Kutipan Terpilih ▸

Sabtu, 07 Maret 2009

Penolakan terhadap Hadis Nabi Muhammad saw oleh Wahabi Salafi

Penolakan terhadap Hadis Nabi Muhammad saw oleh Wahabi Salafi

Mawlana Syaikh Hisyam Kabbani
ditranslasi dari The Approaching to Armageddon

Allah menganugerahi Nabi saw. dengan kemampuan prediksi yang luar biasa untuk menggambarkan situasi yang terjadi kini pada 1400 tahun yang lalu. Beliau dapat menyaksikan orang-orang yang mengklaim hanya mengikuti Alquran dan mengabaikan hadis atau sunah Nabi, yang mencakup seluruh perbuatan dan perkataan beliau serta tindakan dan pendapat orang yang beliau setujui.

Abû Râfi‘ meriwayatkan bahwa Nabi saw. bersabda: Kalian akan menemukan orang yang duduk di kursi tinggi yang empuk. Kemudian datang kepada mereka perintah dariku yang menghalalkan dan mengharamkan sesuatu. Mereka berkata, “Kami tidak tahu mengenai hal itu. Kami hanya mengikuti apa yang kami temukan dalam Alquran.”
Nabi saw menggambarkan mereka yang menolak hadis sebagai orang yang
duduk di atas kursi, sebagai kiasan bahwa mereka menganggap kedudukan mereka sangat tinggi. Ketika perintah atau larangan Nabi dikemukakan kepada mereka, mereka akan menolaknya, sambil berkata, “Kami hanya mengikuti Alquran, dan kami tidak tahu atau tidak peduli dengan apa yang dikatakan dalam hadis.” Hari ini, orang-orang semacam itu duduk, sebagaimana yang dilukiskan oleh Nabi saw., sambil mengklaim hanya mengikuti Alquran dan menolak hadis.

Orang-orang semacam itu tidak memiliki latar belakang ilmu keislaman, dan mereka bukan ulama sejati. Mereka menduduki posisinya melalui kekuasaan, bukan karena kualitas dan keutamaan mereka, dan kemudian mengklaim diri sebagai wakil umat Islam. Ironisnya, orang-orang yang tidak layak memimpin itu justru ditunjuk sebagai juru bicara orang-orang Islam, meskipun mereka menolak hadis Nabi.

Daftar Tugas ▸
1. Ringkas paragraf kutipan yang diawali "Orang-orang semacam itu tidak memiliki" menjadi daftar butir singkat tanpa menghilangkan fakta pokoknya.
2. Menurut kutipan, siapa yang meriwayatkan sabda Nabi tentang orang yang duduk di kursi tinggi yang empuk?
3. Salin seluruh bagian kutipan, mulai dari "Mawlana Syaikh Hisyam" sampai ke "yang beliau setujui.".
Catatan berikut tidak ada hubungannya dengan kutipan di atas.

Bahan yang Disediakan ▸
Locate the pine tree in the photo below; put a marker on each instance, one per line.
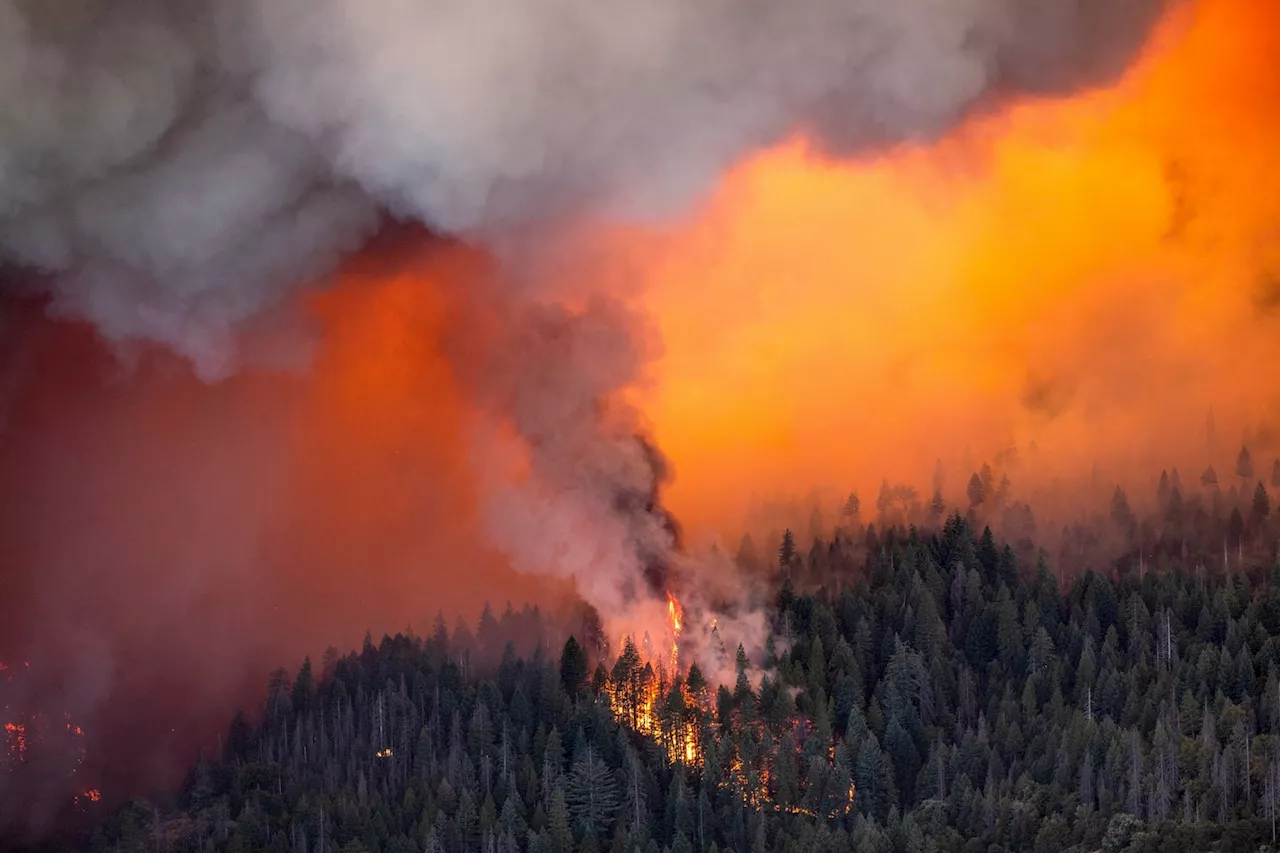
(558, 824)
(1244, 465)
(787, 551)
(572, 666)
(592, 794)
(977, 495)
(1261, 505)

* * *

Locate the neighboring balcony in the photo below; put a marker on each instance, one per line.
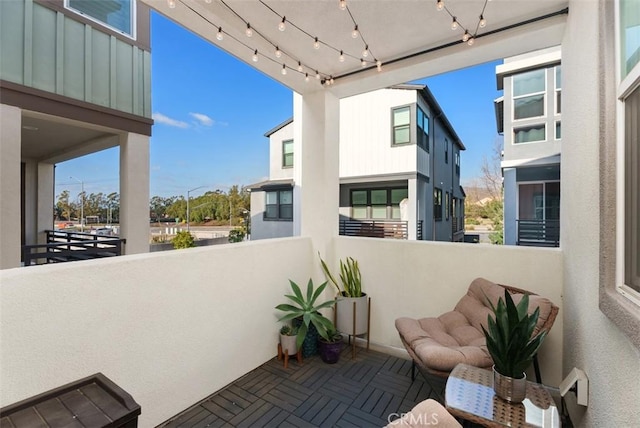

Hasil Berurutan ▸
1.
- Mereka tidak berlatar belakang ilmu keislaman dan bukan ulama sejati.
- Mereka meraih posisi lewat kekuasaan, bukan karena kualitas dan keutamaan, lalu mengaku sebagai wakil umat Islam.
- Ironisnya, meski menolak hadis Nabi, mereka justru ditunjuk sebagai juru bicara orang-orang Islam.

2. Abû Râfi‘.

3.
Mawlana Syaikh Hisyam Kabbani
ditranslasi dari The Approaching to Armageddon

Allah menganugerahi Nabi saw. dengan kemampuan prediksi yang luar biasa untuk menggambarkan situasi yang terjadi kini pada 1400 tahun yang lalu. Beliau dapat menyaksikan orang-orang yang mengklaim hanya mengikuti Alquran dan mengabaikan hadis atau sunah Nabi, yang mencakup seluruh perbuatan dan perkataan beliau serta tindakan dan pendapat orang yang beliau setujui.